Output every record below exactly.

-- Material supplied follows --

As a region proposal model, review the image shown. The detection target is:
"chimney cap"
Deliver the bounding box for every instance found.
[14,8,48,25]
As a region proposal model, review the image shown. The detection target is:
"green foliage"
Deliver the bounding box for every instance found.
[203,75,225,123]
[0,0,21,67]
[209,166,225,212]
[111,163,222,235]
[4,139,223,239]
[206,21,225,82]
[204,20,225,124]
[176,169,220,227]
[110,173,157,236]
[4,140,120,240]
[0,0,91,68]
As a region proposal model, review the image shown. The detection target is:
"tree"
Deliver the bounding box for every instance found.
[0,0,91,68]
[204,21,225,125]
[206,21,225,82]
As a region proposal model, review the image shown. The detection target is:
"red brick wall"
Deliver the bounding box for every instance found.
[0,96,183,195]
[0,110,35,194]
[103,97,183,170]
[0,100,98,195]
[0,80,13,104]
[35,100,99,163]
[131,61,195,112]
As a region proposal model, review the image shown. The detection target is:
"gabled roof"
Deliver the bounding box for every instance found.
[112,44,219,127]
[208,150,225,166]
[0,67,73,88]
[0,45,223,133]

-- Material supplied concluded --

Exercise output:
As a region proposal model, review the image shown. The detection target is:
"chimney cap"
Deliver the bounding box for every instance found.
[14,8,48,25]
As a region proposal model, review the image shown. The detection target is:
"green foliage"
Deliver the bounding box for every instance found.
[203,75,225,123]
[0,0,21,67]
[209,166,225,212]
[111,163,222,235]
[4,139,223,239]
[206,21,225,82]
[204,20,225,124]
[176,169,220,227]
[110,173,157,236]
[4,140,120,240]
[0,0,91,68]
As a region proposal model, review the image shown. The detection target is:
"tree"
Deliver the bounding box for every instance found.
[0,0,91,68]
[204,21,225,125]
[206,21,225,82]
As a region proposal model, review the image shown. The detection target is:
"red brick wall"
Deliver the bounding box for every instance found.
[0,96,183,195]
[0,110,35,194]
[103,97,183,170]
[0,100,98,195]
[0,80,13,104]
[35,100,99,163]
[131,61,195,112]
As a region proposal model, review the image shown. The detection target is:
"gabled roof"
Deliver the bounding box for every instance found.
[112,44,219,127]
[208,150,225,166]
[0,67,73,88]
[0,45,223,133]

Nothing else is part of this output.